EXERCISE: Print the data that follows word for word, leaving out any picture.

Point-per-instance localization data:
□ □ □ □ □
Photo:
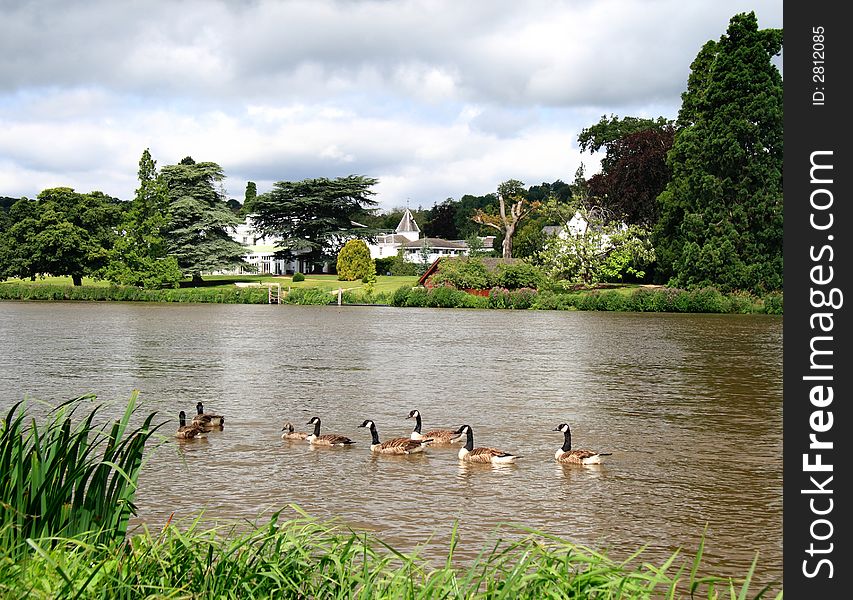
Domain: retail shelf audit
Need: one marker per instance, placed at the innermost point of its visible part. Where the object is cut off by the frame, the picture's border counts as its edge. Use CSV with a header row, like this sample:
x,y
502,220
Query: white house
x,y
260,250
388,244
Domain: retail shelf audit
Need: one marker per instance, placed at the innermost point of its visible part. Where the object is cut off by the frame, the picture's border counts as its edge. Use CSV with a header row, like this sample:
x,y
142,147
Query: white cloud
x,y
435,98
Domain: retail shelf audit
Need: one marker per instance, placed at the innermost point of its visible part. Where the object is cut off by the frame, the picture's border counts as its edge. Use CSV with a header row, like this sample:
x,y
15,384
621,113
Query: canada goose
x,y
207,420
579,457
289,434
188,432
394,445
491,455
439,436
329,439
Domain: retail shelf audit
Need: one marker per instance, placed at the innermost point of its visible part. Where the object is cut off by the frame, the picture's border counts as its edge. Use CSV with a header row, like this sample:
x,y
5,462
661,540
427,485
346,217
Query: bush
x,y
518,275
307,296
773,304
400,295
709,300
499,298
418,297
462,273
354,261
523,298
445,297
384,265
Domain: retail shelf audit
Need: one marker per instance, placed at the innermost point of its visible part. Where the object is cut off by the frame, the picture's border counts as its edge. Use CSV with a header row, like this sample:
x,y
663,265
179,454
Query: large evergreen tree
x,y
139,256
314,217
198,233
721,213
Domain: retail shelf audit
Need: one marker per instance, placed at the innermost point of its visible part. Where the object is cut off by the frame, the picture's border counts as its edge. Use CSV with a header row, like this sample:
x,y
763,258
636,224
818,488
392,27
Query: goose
x,y
188,432
207,420
329,439
566,455
469,453
394,445
289,434
439,436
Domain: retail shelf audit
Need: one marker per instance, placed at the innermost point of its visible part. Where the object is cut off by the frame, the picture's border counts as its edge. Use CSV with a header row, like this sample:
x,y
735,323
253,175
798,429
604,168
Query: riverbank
x,y
403,292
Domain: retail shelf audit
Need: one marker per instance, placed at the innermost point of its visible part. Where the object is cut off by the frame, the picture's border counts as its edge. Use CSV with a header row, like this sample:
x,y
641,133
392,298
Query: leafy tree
x,y
61,233
634,172
721,213
354,261
313,217
609,131
198,229
510,192
468,206
139,256
249,198
604,251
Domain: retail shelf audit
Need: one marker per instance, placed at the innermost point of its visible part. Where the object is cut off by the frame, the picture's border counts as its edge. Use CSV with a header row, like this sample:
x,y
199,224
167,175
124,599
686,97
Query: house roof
x,y
434,243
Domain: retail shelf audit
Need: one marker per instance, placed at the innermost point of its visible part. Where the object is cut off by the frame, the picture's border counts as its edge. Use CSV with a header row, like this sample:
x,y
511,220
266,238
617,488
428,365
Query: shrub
x,y
445,297
308,296
418,297
384,265
463,273
709,300
354,261
400,295
499,298
518,275
522,298
773,304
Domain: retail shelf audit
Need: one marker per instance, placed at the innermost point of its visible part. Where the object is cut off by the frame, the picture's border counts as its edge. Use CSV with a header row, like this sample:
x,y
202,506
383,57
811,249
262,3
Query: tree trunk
x,y
507,243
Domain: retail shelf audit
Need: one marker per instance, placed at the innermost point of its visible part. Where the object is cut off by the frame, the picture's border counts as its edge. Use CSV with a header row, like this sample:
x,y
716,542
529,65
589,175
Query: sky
x,y
434,98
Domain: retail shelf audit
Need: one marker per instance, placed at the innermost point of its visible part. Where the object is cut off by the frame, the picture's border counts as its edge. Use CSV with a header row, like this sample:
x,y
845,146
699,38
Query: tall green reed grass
x,y
65,479
303,558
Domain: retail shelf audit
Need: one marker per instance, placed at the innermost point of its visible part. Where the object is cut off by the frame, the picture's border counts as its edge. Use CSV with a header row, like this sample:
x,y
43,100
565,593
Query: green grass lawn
x,y
384,284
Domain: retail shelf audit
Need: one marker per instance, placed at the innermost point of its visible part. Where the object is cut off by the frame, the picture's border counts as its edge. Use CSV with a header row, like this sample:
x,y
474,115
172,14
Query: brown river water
x,y
689,405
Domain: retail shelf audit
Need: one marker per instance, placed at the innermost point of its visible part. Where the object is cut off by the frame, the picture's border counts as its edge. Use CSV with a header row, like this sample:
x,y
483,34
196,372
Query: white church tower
x,y
388,244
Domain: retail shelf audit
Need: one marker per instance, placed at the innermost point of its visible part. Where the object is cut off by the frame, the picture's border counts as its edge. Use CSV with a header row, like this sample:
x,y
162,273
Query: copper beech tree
x,y
511,193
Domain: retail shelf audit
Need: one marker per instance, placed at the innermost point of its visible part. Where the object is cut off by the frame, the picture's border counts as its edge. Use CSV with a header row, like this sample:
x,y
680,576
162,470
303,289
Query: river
x,y
690,406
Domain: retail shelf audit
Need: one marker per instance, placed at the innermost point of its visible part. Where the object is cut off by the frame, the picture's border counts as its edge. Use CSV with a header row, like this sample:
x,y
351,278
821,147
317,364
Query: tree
x,y
249,198
441,222
721,213
313,217
602,251
354,261
609,131
61,233
198,229
139,256
634,173
510,192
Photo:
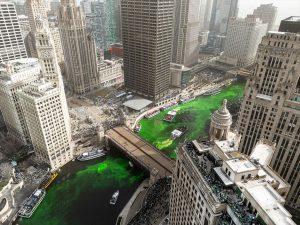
□ □ □ □ □
ANSWER TO THIS PROBLEM:
Photo:
Domain: retail shelf audit
Need: one marker per instance, placed at the innermost point of its visible part. Where the object is cut off by the frame, the picture's border counts as its edge. Use CSV with a header row, like this sample:
x,y
502,220
Query: white house
x,y
260,250
388,244
Domain: retail shelf audit
Need: one marker per instance, placed at the innermost point of its visible part. Where the object is cut off by the frame, the picture's border counts as its edge. Use CSV with a header row, like this sample:
x,y
142,147
Query: white cloud
x,y
435,98
Domain: retail shelf audit
Need: one marker per instance, placed at the innermost point of its visible part. Where the object is cut off by the frame, the picture's border counts as its edge. Use CSV with a header row, like this sample:
x,y
15,384
621,113
Query: canada goose
x,y
207,420
579,457
289,434
188,432
394,445
491,455
439,436
329,439
Domain: retail shelf audit
Need: one marker per instance, placed at the innermost point of its visible part. Where the object is cut off by the frame, the picture's border counts as its edge. Use CSV with a header row, like this sample:
x,y
5,462
661,540
427,485
346,217
Query: bush
x,y
518,275
307,296
773,304
400,295
709,300
499,298
418,297
462,273
354,261
523,298
445,297
384,265
Domain: retail shelf audit
Need: one marker per instance, placed at the innermost point of its visible part. Where the object is cut off by the frame, the picture's border counts as its edge. Use CSV with a header row, like this sample:
x,y
663,265
179,454
Query: large evergreen tree
x,y
139,256
314,217
198,233
721,213
Domain: retail shelf audit
Need: one marker per instance, placed at the innermost point of its visible part. Where the object is cut off by the frame, the picture's border counts as its edge. Use CSV with a header row, like this sample:
x,y
763,258
636,224
818,488
392,27
Query: goose
x,y
188,432
207,420
329,439
566,455
469,453
394,445
289,434
439,436
Domain: retail shelf audit
Need: one marker per instance, placed at the innermost point of its visible part. Where the object is cut off by the frame, the picture's border counts as its edge. Use CSV with a header row, like this sample:
x,y
735,323
253,175
798,429
604,168
Query: riverbank
x,y
403,292
Domain: retail shelf audit
Need: one marker per instance, placed at the innermost point of its visible part. Where the object is cut off by the frame, the picture's border counts as its edge. Use CSV with a header row, like this sample:
x,y
641,133
392,298
Query: leafy tree
x,y
61,233
634,172
721,213
354,261
313,217
609,131
198,229
510,192
468,206
139,256
249,198
604,251
Domain: retail shelf audit
Need: one marker per instance, placed at the innermost point of its visible part. Where the object is cut off by the frame, the picture's border counts as its edge. Use CSV with a header row, like this sample:
x,y
199,224
167,175
124,599
686,97
Query: house roof
x,y
434,243
Domain: retail shelf audit
Need: one marker per instance, placed at the innermost point of its visible part. Where the object is cut off by the frame, the picture's border counts as its edge. Use CSV with a header row, like this sample:
x,y
511,220
266,238
617,488
428,365
Query: shrub
x,y
445,297
308,296
418,297
384,265
463,273
709,300
354,261
400,295
499,298
518,275
522,298
773,304
Domain: retail shelf audit
Need: one marker per instance, placed at the innermost point of its visible part. Where the object is cut off by the frame, the picture's border counts as its edge. Use CSV with a header row, like this sample:
x,y
202,506
383,57
811,249
262,3
Query: tree trunk
x,y
507,243
Domain: retail shelf audit
Need: one marker per instance, placed at the innermost point of its visible part. Where the object is cut off by the frame, the picture's border counts as its edge. Use CSV with a header row, like this sample:
x,y
716,542
529,65
589,175
Query: sky
x,y
434,98
Domain: retail shelf audit
Need: one marker per instance, placed at the innermost point of its visible part. Where the object is cut off by the frame, the picture's border counts as its edge. Use CSV with a header row, like this sample:
x,y
845,146
699,38
Query: tall green reed grass
x,y
65,479
303,558
Domain: retail shelf audit
Need: one marker per instance, placed at the innermost point of its visible part. Where the object is cut off by the frame, the picture's border counts as its edge. Use CSV with a header row, like this sample:
x,y
43,100
565,593
Query: green grass lawn
x,y
384,284
Domain: retail shelf audit
Need: one marker per instance, placed at the innermost point of its visible part. Where the object is cut off by the frame, the picture's border counts as its edge. Use CSV with a header row, like this sample:
x,y
474,115
172,14
Query: brown river water
x,y
689,405
Domain: retail shelf audit
Need: one marker per instance, placed at the innermost point of its visible part. Where the object is cut off by the frame, the picture's border counts as its edge. Use CSV with a header row, like this sample:
x,y
483,34
196,372
Query: white church tower
x,y
388,244
Domain: retail shelf audit
Need: one marker per instance, placed at the innermost point of its visible part. Where the object is cut off by the frame, the picture's border counts as its edge. Use CSV with a header row, like this sample:
x,y
162,273
Query: copper beech tree
x,y
511,193
Domain: retail shelf audit
Need: one marker per instance, placed at the innermost point of its visible part. Where the object is cut off by the frame, the picture's border counts as its edge. Use CSV with a header row, like this sample:
x,y
680,576
162,470
303,289
Query: river
x,y
690,406
Domain: retail shelf audit
Need: one marker per instance, placed at the innermost point of its visible part. Where the object is cut off by the frame, the picture's border counts as its edge. Use CSV with a header row, like this sample:
x,y
351,278
821,147
317,364
Query: tree
x,y
249,198
441,222
721,213
313,217
602,251
354,261
609,131
61,233
198,229
139,256
634,173
510,192
Photo:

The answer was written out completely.